The 17th century colonisation of North America and the Caribbean by emigrants from the British Isles was, almost from its beginning, dependent on the brutal forced transatlantic migration of millions of enslaved African people. Their labour made possible the industrial-scale production of lucrative crops such as tobacco, sugar and cotton which created the wealth, not just of individual British plantation owners, but of much of the wider British economy. Much of this history has remained hidden and only very recently have serious attempts begun to investigate and acknowledge the role that slavery played in Britain’s wealth, power and influence. But what if those investigations lead to your own front door and start to shatter your family myths?

+===+

List of tasks >>
**A.** Using the passage on slavery and British colonization, explain in one to three sentences why the colonization of North America and the Caribbean depended on enslaved African people.
**B.** Rewrite the passage on slavery and British colonization starting at "The 17th century" and ending at "your family myths?", renaming "tobacco" as "rice".
The data that follow play no role here.

Records >>

+===+

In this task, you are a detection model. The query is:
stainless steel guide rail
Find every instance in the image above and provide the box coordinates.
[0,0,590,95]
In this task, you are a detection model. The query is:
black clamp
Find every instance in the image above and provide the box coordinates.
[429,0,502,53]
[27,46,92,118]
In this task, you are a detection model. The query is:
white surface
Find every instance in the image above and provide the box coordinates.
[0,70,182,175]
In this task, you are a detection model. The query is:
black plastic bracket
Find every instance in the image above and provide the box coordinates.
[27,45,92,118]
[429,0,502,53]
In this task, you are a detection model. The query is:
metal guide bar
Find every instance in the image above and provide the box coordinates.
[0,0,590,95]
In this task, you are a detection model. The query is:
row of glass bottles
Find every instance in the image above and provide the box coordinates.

+===+

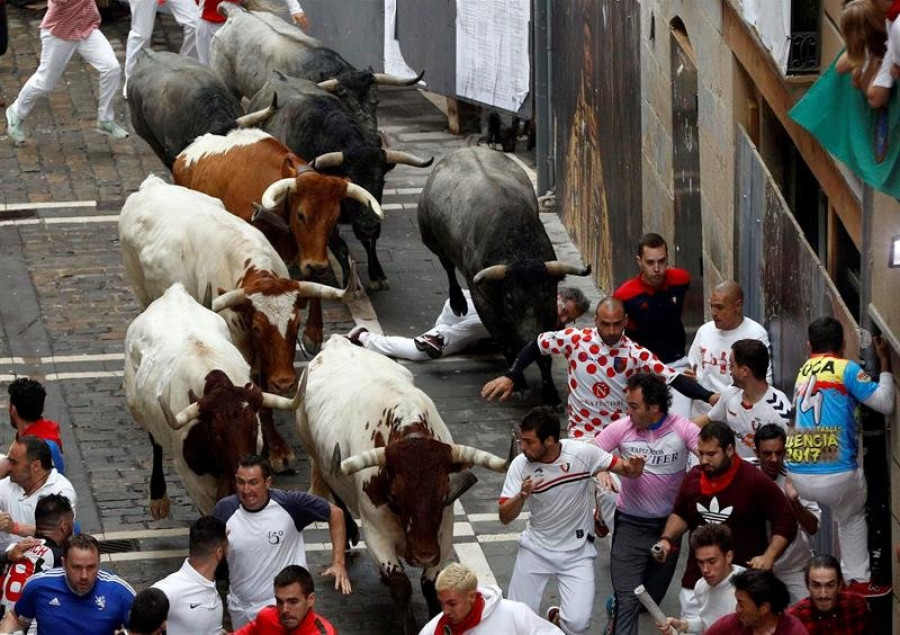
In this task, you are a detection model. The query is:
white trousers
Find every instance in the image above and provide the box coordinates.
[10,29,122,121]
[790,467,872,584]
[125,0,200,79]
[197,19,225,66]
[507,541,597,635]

+===+

Per-task outputs >>
**A.** Their labor made it possible to grow lucrative crops such as tobacco, sugar and cotton on an industrial scale. That production created wealth for individual British plantation owners and for much of the wider British economy.

**B.**
The 17th century colonisation of North America and the Caribbean by emigrants from the British Isles was, almost from its beginning, dependent on the brutal forced transatlantic migration of millions of enslaved African people. Their labour made possible the industrial-scale production of lucrative crops such as rice, sugar and cotton which created the wealth, not just of individual British plantation owners, but of much of the wider British economy. Much of this history has remained hidden and only very recently have serious attempts begun to investigate and acknowledge the role that slavery played in Britain’s wealth, power and influence. But what if those investigations lead to your own front door and start to shatter your family myths?